▶ **Short problem**
Render every line of the rows below as a numbered list, skipping blank lines and leaving out the pictures.

** START OF Stored data **

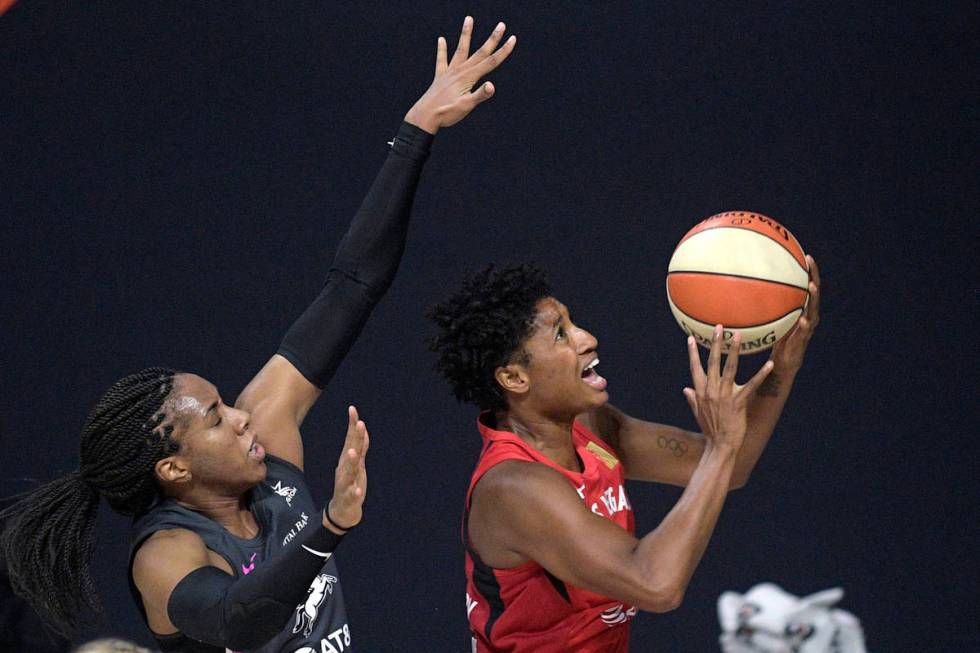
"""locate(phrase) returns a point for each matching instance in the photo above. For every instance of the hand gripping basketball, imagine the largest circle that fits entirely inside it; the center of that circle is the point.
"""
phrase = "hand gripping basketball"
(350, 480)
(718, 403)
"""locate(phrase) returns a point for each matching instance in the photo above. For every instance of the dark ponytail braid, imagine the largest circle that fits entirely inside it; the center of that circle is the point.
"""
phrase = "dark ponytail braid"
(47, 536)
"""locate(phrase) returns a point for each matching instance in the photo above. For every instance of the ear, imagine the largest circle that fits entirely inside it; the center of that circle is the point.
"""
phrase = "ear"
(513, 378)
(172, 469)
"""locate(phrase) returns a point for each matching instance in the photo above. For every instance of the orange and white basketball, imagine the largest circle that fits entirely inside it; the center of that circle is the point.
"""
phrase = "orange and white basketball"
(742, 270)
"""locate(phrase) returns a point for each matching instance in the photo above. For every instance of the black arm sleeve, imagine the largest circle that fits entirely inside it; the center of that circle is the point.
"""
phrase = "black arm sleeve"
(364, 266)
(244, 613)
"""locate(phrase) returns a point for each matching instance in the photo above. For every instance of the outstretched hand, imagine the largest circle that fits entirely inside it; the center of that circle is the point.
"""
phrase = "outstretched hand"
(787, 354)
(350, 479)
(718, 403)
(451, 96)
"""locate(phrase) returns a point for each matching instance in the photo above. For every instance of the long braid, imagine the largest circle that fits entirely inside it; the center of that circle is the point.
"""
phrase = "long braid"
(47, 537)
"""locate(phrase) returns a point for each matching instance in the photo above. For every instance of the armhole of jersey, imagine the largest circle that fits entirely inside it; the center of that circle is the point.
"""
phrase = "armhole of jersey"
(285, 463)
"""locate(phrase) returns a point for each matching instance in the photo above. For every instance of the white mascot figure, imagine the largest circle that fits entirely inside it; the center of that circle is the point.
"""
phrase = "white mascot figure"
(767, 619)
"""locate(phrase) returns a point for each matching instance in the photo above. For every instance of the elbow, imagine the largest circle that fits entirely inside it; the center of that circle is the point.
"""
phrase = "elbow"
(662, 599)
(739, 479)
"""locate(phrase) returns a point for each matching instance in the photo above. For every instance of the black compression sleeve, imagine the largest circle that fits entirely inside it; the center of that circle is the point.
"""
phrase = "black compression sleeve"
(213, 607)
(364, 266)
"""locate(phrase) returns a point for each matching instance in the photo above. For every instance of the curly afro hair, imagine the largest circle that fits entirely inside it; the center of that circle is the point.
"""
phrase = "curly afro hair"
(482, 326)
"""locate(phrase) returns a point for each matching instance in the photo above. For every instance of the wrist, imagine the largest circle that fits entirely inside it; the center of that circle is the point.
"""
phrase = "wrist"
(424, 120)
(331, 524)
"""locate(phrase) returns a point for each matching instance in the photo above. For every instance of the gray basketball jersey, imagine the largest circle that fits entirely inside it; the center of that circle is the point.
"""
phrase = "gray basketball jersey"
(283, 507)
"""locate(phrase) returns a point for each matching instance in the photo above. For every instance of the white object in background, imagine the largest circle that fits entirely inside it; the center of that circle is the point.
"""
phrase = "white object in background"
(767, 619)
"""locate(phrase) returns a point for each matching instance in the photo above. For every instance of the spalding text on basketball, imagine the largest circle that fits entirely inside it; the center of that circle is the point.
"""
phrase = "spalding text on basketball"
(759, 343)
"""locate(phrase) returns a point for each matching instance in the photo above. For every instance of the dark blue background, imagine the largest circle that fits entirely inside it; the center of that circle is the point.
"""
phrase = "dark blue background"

** END OF Stored data **

▶ **Task result**
1. """locate(phrase) returns a point for each matching instance in the photo above. For every instance of the hand gripping basketball, imagine the largest circle that fits entirely inside it; the center of that circle is the point.
2. """
3. phrase = "hand gripping basketball"
4. (350, 480)
5. (718, 403)
6. """locate(phrase) returns a point for each matching instance in the photo above. For every instance of the dark ponytail braid, imagine the largest circle that fits entirely inside it; the center of that circle is the point.
7. """
8. phrase = "dark ponytail braid"
9. (47, 536)
10. """locate(phrase) returns a point for each matching instance in the photo above. For every instance of the ear, imagine the largest circle that fits entirely inside it; the center of that circle is the point.
11. """
12. phrase = "ear"
13. (513, 378)
14. (172, 469)
15. """locate(phrase) returns a point for each matching instance in the photo above. For every instance of the orange and white basketball, imagine the largest circle that fits entirely inside it; the center of that circle is the point.
16. """
17. phrase = "orange and white basketball"
18. (742, 270)
19. """locate(phrase) returns a point for each matching instance in the photo above. For every instance of the black arm sleeve, imagine the largest circle that fits entirely inside it; the center of that circle is the point.
20. """
21. phrase = "black arm sleeve"
22. (364, 266)
23. (244, 613)
24. """locate(phrase) returns a point for each matching instance in the photo above. For every instance of the outstretched hand, imagine the largest circle that fits entirely inside it; the center of that circle is the point.
25. """
26. phrase = "outstretched hand"
27. (787, 354)
28. (350, 479)
29. (718, 403)
30. (451, 96)
31. """locate(phrase) returns a point for each matching instance in the photo above. For every instance of the long braid, imagine the largest circle that fits entirely inside it; the center of that circle is the point.
32. """
33. phrase = "long braid"
34. (47, 537)
35. """locate(phrase) returns a point for each matching instance in the photo above. For every instance of the armhole of jersey, imagine the largest circle that fits entirely inside it; the center of that circle is the point.
36. """
37. phrase = "armhole of jersey"
38. (285, 463)
39. """locate(phrase) returns a point for each matching instance in the photo above. For every instance of the white mascot figure, imagine the largest circle that fits entirely inside it; the center of that circle is the point.
40. """
41. phrase = "white mascot figure"
42. (767, 619)
43. """locate(phrase) returns a point for each matching instance in the photo above. For every instance of the elbow, imagine the largest circle that fits entirely inside it; the center of that circle is the point.
44. """
45. phrase = "elbow"
46. (662, 599)
47. (739, 479)
48. """locate(phrase) returns a point for each matching instance in the photo above. For every instance of the black compression sleeve, imagine the largest circle that fits entirely inside it; the center of that circle is the point.
49. """
50. phrase = "black compression sleeve"
51. (213, 607)
52. (364, 266)
53. """locate(phrase) returns a point for each matching instance in the photo above. For every instance of the curly afro hair, imagine the largest circle that fits entirely inside it; the center of that circle is the point.
54. """
55. phrase = "curly afro hair"
56. (482, 326)
57. """locate(phrase) returns a point for each matching instance in the photo above. For every instance of the wrist, imagine the largest circle that fits entirely inside it; the center of that circle is the point.
58. """
59. phrase = "wrist"
60. (424, 120)
61. (331, 524)
62. """locate(phrase) returns a point for each matching instance in the photo above. For every instance of the gray basketball jersey, imagine the largest circle that fits entirely inside it; the center of that circle is the point.
63. """
64. phrase = "gray basketball jersey"
65. (283, 507)
66. """locate(phrase) returns a point for each matching instance in the photo above. For every instance of the white object in background, imagine the largest circle that fits entirely inside it; the center of that circle is the point.
67. """
68. phrase = "white object in background"
69. (767, 619)
70. """locate(phrase) returns a point for each matching instance in the photo above. For every instance of the spalding text on basketball, imagine the largest circle that fits entirely inside it; the center of that circle is the point.
71. """
72. phrase = "spalding text on basketball"
73. (759, 343)
74. """locate(phrase) returns a point for each matching instance in the photo above. For every instance of the dark blue background, imagine the largest circle that fits entirely inside it; the center of that circle is the point.
75. """
76. phrase = "dark blue background"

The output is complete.